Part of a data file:
========================

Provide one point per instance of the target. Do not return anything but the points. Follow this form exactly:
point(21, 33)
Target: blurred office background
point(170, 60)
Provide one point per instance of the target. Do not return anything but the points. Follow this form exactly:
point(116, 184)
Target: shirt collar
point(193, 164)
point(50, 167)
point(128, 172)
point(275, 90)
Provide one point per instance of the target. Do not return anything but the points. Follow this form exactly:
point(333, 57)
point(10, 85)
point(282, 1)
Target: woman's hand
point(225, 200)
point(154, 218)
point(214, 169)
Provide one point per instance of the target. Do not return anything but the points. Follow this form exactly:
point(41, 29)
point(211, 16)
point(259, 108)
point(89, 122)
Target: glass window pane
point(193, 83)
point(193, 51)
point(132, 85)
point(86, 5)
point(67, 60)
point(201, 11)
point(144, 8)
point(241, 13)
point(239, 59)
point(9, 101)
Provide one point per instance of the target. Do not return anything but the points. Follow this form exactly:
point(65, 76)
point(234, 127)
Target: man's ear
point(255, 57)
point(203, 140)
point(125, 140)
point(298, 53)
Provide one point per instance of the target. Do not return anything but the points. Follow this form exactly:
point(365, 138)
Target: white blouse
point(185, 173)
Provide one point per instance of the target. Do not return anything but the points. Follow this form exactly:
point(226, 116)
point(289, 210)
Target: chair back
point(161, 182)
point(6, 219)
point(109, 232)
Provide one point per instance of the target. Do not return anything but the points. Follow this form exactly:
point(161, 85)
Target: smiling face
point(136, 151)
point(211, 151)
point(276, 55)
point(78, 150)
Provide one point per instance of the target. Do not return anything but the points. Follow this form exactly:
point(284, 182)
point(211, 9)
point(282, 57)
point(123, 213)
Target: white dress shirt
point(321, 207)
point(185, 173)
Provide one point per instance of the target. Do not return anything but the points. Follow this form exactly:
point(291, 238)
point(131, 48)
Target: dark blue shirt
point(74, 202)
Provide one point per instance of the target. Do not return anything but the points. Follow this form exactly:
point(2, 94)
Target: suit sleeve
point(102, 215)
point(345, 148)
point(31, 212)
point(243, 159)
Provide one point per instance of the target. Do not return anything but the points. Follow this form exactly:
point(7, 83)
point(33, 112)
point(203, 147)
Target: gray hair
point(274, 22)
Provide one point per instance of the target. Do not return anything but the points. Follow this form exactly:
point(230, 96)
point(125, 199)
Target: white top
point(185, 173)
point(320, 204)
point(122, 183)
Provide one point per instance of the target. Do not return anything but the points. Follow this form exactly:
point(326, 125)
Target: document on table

========================

▶ [WRITTEN INSTRUCTION]: Write out all of the records above again, switching each "Provide" to "Give" and leaving everything else unchanged.

▶ [OUTPUT OF THE EXERCISE]:
Give one point per instance of the target. Do not return anything but the points. Follow this form exactly:
point(21, 33)
Target: blurred office background
point(170, 60)
Give one point per instance of the target. Do not return anything but the points. Follow this form exactly:
point(116, 184)
Target: shirt collar
point(193, 164)
point(50, 167)
point(128, 172)
point(275, 90)
Give one point per instance of the target. Do not return anything but the points. Follow this form exactly:
point(333, 57)
point(10, 85)
point(282, 1)
Target: woman's hand
point(225, 200)
point(154, 218)
point(214, 169)
Give one point per instance of the target. Do not return anything but the points. Follow this form exactly:
point(41, 29)
point(211, 16)
point(259, 108)
point(89, 122)
Target: glass window pane
point(193, 83)
point(193, 51)
point(132, 85)
point(86, 5)
point(67, 60)
point(201, 11)
point(144, 8)
point(241, 13)
point(239, 59)
point(9, 101)
Give one point per instance of the target. Do not return anything but the points. Follow this form exactly:
point(65, 76)
point(234, 127)
Target: man's ear
point(255, 57)
point(203, 140)
point(125, 140)
point(298, 53)
Give one point per instance of the target. Do not return anything but the points. Follow this form exactly:
point(365, 138)
Target: white blouse
point(185, 173)
Give one point per instance of the target. Do not return anything but the points. Follow this form exactly:
point(226, 116)
point(289, 210)
Target: chair back
point(161, 182)
point(6, 219)
point(109, 232)
Give one point per instance of the target. Do not return anything but the points. Follow this form exactly:
point(161, 85)
Target: smiling face
point(136, 151)
point(211, 151)
point(276, 55)
point(78, 150)
Give one point per instance of the target. Do not return anything but the points. Follow this form exactly:
point(284, 182)
point(211, 9)
point(282, 57)
point(123, 213)
Target: white dress shirt
point(321, 207)
point(185, 173)
Give one point per instance of the target. Do not return anything but the points. Follow this form exactly:
point(291, 238)
point(131, 48)
Target: dark blue shirt
point(74, 202)
Give one point per instance of the target. Do not return anything but the points. Follow this form exactly:
point(2, 94)
Target: suit sleeve
point(102, 215)
point(345, 148)
point(31, 212)
point(243, 159)
Give one point per instance of the target. Do not return anything but the points. Follow this form exactly:
point(7, 83)
point(33, 112)
point(203, 147)
Target: gray hair
point(274, 22)
Give one point per instance of the target. Do not return anything but the points. Follow this form exactly:
point(230, 96)
point(125, 199)
Target: white top
point(185, 173)
point(320, 204)
point(122, 183)
Give one point per instance of the target. Do not return anything but the points. Follow this form exactly:
point(326, 125)
Target: document on table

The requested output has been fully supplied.